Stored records
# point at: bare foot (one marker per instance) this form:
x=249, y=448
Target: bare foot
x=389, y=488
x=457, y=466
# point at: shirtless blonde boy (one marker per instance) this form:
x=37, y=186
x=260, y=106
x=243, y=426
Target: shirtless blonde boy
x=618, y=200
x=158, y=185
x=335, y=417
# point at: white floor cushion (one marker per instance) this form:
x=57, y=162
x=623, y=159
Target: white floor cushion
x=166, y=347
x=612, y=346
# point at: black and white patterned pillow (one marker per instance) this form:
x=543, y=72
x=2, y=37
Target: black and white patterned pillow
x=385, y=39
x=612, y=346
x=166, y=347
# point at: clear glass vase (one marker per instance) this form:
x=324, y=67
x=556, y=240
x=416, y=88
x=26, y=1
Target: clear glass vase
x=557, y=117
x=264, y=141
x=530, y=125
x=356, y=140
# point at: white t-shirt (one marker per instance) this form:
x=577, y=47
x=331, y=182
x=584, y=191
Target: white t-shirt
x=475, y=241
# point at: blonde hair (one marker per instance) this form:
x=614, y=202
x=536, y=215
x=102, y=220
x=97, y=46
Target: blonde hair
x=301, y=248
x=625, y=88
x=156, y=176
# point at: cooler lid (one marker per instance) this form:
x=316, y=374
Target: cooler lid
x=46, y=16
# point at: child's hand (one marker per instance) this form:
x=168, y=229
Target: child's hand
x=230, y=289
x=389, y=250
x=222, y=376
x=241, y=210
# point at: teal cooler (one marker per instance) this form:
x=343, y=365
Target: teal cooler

--

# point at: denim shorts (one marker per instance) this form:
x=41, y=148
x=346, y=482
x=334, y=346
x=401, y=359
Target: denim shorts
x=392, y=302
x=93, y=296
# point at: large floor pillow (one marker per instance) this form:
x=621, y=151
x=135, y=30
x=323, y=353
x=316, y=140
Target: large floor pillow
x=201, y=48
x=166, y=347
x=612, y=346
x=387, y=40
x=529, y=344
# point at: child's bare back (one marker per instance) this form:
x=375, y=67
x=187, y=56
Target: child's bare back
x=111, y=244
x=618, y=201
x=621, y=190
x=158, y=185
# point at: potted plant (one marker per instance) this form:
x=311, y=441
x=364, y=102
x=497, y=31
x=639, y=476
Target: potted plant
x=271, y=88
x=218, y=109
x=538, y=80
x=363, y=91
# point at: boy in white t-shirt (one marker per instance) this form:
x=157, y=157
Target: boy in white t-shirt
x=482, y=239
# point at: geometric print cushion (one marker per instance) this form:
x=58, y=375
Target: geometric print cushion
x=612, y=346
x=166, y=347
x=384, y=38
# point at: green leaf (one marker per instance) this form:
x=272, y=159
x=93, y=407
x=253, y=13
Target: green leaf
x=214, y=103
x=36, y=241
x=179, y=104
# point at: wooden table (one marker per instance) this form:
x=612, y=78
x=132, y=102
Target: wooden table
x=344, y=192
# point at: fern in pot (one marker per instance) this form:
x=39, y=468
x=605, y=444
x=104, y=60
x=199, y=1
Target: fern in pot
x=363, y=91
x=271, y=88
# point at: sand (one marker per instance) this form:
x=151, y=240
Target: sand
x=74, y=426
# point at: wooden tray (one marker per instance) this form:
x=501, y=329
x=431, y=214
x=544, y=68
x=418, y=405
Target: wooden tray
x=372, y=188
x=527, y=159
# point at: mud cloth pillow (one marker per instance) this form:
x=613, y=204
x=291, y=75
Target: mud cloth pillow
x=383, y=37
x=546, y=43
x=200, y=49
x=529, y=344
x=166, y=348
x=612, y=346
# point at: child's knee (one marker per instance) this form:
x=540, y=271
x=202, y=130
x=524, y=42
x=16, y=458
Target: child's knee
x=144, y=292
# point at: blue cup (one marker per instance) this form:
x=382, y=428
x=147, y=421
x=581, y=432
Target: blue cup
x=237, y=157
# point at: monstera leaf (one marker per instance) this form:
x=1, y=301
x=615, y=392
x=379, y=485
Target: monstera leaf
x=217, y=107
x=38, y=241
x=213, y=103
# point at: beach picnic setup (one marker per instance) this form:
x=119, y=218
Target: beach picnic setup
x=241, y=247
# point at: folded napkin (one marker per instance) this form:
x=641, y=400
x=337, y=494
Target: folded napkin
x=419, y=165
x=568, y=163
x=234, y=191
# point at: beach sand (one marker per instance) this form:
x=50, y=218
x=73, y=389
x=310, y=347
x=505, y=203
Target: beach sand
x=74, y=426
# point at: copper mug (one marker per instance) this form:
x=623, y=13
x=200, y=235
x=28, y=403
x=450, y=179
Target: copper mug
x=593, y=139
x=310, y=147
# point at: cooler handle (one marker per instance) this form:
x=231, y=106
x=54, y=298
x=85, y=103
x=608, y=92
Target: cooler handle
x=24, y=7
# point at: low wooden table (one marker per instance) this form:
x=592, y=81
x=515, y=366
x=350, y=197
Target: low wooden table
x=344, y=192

— STATED EXERCISE —
In the part of the records that opens with the line containing "# point at: wooden table" and closes with the line containing "x=527, y=159", replace "fern in pot" with "potted fern" and give those lines again with everything else unchanged.

— EXERCISE ANSWER —
# point at: wooden table (one marker per instance) this form:
x=612, y=78
x=132, y=102
Target: wooden table
x=344, y=192
# point at: potted fern (one marker per instance) this form:
x=39, y=468
x=605, y=444
x=104, y=60
x=199, y=1
Target: potted fern
x=363, y=91
x=271, y=88
# point at: sand (one marker per instance) this form:
x=151, y=240
Target: sand
x=74, y=426
# point at: wooden tray (one marker per instance) this form:
x=501, y=329
x=431, y=214
x=544, y=68
x=418, y=405
Target: wooden tray
x=372, y=188
x=527, y=159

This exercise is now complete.